**What to do:**
Answer these questions from the account of Emily Graves's accident below.
1. Which two bones did the examination at RWJ find broken?
2. What was put permanently into her humerus during surgery?
3. For which show did she land an internship?

Tuesday, March 6th, 2018, was the day everything changed for Rutgers University junior Emily Graves. It was around 40 degrees and sunny, but with a slight, brisk breeze. The buses were packed in the midst of midterm season and the line at Starbucks was still out the door. Girls were walking around the College Avenue campus with their sorority jackets on, while athletes in their grey Rutgers track suits joked around. Graves crossed the street, just as she always did, to get to her Specialty Camera Studio class on Livingston campus.
“I was almost all the way across the street when the car hit me,” Graves recalls. Graves laid on the ground, stiff from all the pain, as she waited for an ambulance to arrive to bring her to Robert Wood Johnson hospital. A student named Eve waited by Graves’s side. She dialed Graves’s mom and told her nothing more than, “Emily got hit by a car.” Terrified and worried, Graves’s parents drove 45 minutes to meet her at the hospital.
An examination at RWJ revealed Graves had a broken humerus and clavicle. The doctors patched up her open wounds and told her that the rest would heal on its own. They sent her off with no pain medication for her broken bones, no home remedies to heal her scars— nothing.
Graves returned home in an immense amount of pain. “I spent four days not being able to stand up or sit down on my own,” she said. “Eventually I could not take it anymore so my parents took me to the Children’s Hospital of Pennsylvania.” At CHOP, the doctors were in complete awe when they saw her condition.
There, the doctors discovered that she had a displaced fracture in her humerus and needed surgery. They also found that she had bruised her femur, damaged her MCL and LCL, and would need to be in a leg brace. She underwent surgery to fix her humerus and had a titanium plate and nine screws put into her permanently. She left the hospital in a sling, a leg brace, contact information for a physical therapist, and a completely new self-image and new insecurities that lasted longer than the injuries.
“The hardest part of this accident is the mental aspect,” Graves said. “PTSD from it does not really go away even after I have talked about it with therapists, doctors, family, and friends.” Graves had to deal with not only a new physical appearance, but also a new, damaged mental state. She felt sad, unmotivated, and worried she would not be able to finish the semester and get an internship. However, with the help of the understanding and flexible staff of the JMS program at Rutgers University, Graves was able to finish the semester and do exceptionally well.
She even landed an amazing internship with Dick Clark’s New Year’s Rockin’ Eve. As an assistant, Graves acted as a jack of all trades- doing whatever the producers needed during the week following up to the live show.

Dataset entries
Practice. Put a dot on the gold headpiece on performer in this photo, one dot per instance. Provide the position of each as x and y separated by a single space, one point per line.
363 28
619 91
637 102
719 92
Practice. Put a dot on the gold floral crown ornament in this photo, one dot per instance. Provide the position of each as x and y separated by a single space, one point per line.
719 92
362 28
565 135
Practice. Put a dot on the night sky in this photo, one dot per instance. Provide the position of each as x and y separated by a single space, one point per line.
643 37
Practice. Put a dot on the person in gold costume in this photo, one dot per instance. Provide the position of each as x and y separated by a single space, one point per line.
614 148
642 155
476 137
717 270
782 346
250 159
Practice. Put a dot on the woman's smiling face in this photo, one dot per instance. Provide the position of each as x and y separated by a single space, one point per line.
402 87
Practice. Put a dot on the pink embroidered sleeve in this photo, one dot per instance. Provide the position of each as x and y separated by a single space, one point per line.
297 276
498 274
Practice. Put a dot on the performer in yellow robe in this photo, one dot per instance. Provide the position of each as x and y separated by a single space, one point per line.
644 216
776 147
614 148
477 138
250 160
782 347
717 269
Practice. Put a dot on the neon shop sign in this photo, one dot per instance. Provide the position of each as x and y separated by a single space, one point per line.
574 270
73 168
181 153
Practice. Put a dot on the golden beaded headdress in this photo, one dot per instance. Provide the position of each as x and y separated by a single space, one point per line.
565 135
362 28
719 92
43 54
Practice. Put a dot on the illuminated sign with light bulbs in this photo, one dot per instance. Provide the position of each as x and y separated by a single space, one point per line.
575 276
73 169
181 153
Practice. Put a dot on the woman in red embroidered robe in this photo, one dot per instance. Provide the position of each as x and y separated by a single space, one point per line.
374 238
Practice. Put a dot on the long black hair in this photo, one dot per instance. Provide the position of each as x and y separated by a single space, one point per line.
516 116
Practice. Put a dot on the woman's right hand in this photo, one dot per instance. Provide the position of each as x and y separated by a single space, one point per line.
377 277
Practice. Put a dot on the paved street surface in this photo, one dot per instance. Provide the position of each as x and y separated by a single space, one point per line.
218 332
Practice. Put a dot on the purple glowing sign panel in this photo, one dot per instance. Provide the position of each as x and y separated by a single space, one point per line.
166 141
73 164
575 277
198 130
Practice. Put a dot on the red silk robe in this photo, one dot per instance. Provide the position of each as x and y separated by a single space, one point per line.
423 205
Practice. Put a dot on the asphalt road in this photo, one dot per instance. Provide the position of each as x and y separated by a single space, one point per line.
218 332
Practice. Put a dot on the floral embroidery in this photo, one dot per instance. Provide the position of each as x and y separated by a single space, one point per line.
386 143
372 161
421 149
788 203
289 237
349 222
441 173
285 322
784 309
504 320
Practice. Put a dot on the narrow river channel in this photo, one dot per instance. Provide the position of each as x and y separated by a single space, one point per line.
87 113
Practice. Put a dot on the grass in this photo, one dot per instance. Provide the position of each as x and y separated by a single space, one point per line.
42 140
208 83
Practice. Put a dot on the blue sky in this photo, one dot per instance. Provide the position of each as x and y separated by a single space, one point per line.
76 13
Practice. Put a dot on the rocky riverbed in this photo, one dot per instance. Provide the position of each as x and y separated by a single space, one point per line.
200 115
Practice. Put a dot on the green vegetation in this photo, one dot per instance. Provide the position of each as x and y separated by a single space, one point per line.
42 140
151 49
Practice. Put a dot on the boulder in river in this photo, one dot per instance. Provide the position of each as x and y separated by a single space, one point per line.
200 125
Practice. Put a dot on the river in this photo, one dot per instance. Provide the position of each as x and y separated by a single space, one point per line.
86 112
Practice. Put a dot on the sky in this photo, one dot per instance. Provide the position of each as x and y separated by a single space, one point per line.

**Reply:**
1. Her humerus and clavicle.
2. A titanium plate and nine screws.
3. Dick Clark's New Year's Rockin' Eve.